- [Record excerpts]
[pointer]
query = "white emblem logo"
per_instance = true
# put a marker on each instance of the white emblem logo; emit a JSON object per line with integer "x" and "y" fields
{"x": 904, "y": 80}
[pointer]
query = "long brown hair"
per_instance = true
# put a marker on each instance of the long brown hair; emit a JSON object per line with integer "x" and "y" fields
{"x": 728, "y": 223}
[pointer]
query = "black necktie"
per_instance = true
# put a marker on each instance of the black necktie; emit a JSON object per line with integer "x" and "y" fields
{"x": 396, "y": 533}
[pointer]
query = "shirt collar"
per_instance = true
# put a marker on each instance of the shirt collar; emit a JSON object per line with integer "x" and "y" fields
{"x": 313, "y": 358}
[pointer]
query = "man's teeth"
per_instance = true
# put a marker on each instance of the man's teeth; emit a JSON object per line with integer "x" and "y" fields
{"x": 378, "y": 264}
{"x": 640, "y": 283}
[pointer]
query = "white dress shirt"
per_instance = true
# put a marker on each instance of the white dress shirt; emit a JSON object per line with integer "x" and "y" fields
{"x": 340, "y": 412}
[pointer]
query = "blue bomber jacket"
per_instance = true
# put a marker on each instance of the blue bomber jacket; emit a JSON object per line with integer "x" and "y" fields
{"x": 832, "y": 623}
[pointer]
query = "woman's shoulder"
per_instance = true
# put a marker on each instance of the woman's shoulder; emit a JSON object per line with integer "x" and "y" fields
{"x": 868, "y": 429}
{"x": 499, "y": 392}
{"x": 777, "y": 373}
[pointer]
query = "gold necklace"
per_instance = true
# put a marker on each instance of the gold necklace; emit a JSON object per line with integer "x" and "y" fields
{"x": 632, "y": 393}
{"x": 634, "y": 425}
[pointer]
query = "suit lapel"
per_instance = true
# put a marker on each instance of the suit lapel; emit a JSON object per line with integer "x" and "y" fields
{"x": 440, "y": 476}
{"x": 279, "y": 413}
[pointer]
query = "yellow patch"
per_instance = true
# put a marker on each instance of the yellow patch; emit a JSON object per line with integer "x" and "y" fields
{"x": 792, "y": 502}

- [Challenge] Pick out each line in the rows above that contains the word "shoulder" and copy it in full.

- [Result of this task]
query = "woman's shoulder"
# put a marker on each instance of the woman's shoulder; emit a JSON object per line with integer "x" and "y" fields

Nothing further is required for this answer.